Look in FAA Order 7110.65 Para. 10-2-5 (2b). I've quoted it for your
convenience and the link is provided. It references Jay's specific
situation.
http://www.faa.gov/ATpubs/ATC/Chp10/atc1002.html#10-2-5

Chris G.


10-2-5. EMERGENCY SITUATIONS
Consider that an aircraft emergency exists and inform the RCC or ARTCC
and alert the appropriate DF facility when:
NOTE-
1. USAF facilities are only required to notify the ARTCC.
2. The requirement to alert DF facilities may be deleted if radar
contact will be maintained throughout the duration of the emergency.
a. An emergency is declared by either:
1. The pilot.
2. Facility personnel.
3. Officials responsible for the operation of the aircraft.
b. There is unexpected loss of radar contact and radio
communications with any IFR or VFR aircraft.
c. Reports indicate it has made a forced landing, is about to do
so, or its operating efficiency is so impaired that a forced landing
will be necessary.
d. Reports indicate the crew has abandoned the aircraft or is about
to do so.
e. An emergency radar beacon response is received.

**Stated exercise 1:**
Gather every line in the listing below that contains the string "concrete".
The text above and the listing that comes next have nothing to do with each other.

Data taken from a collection
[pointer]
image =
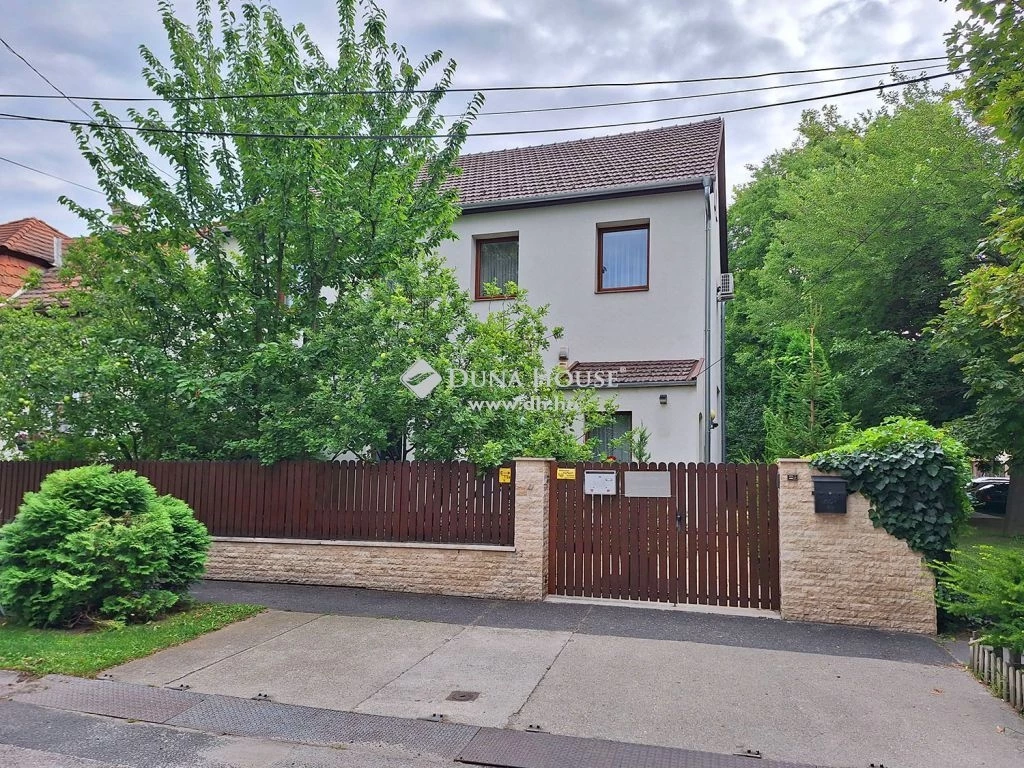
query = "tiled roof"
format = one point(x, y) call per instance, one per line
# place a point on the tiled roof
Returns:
point(31, 237)
point(662, 155)
point(48, 291)
point(638, 373)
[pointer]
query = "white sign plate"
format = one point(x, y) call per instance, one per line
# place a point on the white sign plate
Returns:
point(649, 483)
point(599, 482)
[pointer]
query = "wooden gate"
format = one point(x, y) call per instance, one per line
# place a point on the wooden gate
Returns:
point(713, 540)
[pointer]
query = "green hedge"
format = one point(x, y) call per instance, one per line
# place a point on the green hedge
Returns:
point(94, 544)
point(915, 478)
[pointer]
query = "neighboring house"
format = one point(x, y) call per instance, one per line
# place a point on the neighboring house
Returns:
point(28, 245)
point(625, 238)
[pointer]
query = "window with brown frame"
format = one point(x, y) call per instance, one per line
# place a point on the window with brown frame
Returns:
point(623, 258)
point(497, 265)
point(610, 440)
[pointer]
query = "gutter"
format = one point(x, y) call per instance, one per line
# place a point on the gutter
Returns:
point(707, 182)
point(582, 195)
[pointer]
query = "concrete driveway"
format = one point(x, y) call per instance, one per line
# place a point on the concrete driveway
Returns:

**Stated exercise 2:**
Continue the passage on FAA emergency situations above, starting right after its last line.

**Answer 1:**
query = "concrete driveway"
# place a point on the concrete driveway

**Answer 2:**
NOTE-
EN ROUTE. During Stage A operation, Code 7700 causes EMRG to blink
in field E of the data block.
f. Intercept or escort aircraft services are required.
g. The need for ground rescue appears likely.
h. An Emergency Locator Transmitter (ELT) signal is heard or reported.
REFERENCE-
FAAO 7110.65, Providing Assistance, Para 10-1-3.
FAAO 7110.65, Emergency Locator Transmitter (ELT) Signals, Para
10-2-10.


Chris G. wrote:
I have placed a call to the local FSDO for the exact regulations
governing this, but I speak from experience, having been a State SAR
Coordinator backup for the State of Oregon a few years ago.

Chris


Peter Duniho wrote:

"Chris G." [email protected] wrote in message
eenews.net...

The way the SAR system works is that once the FAA has radar contact
with you and are providing radar services, they will continue to do
so unless they are unable (due to lack of radar coverage) or you
cancel them. If you fall below their radar coverage while utilizing
their services, then they begin the SAR process.




I have never seen any documentation of this claim, for VFR aircraft.
My understanding is that the scenario in this thread was motivated
solely at the discretion of the controller, that there is no automatic
search and rescue for abnormally terminated flight following, and that
only a VFR flight plan guarantees a search and rescue attempt for
missing VFR flights.

Can you provide a reference to something that supports the idea that
airplanes getting VFR flight following are given automatic search and
rescue if they somehow are "lost" from the controller (either radio or
radar contact lost)?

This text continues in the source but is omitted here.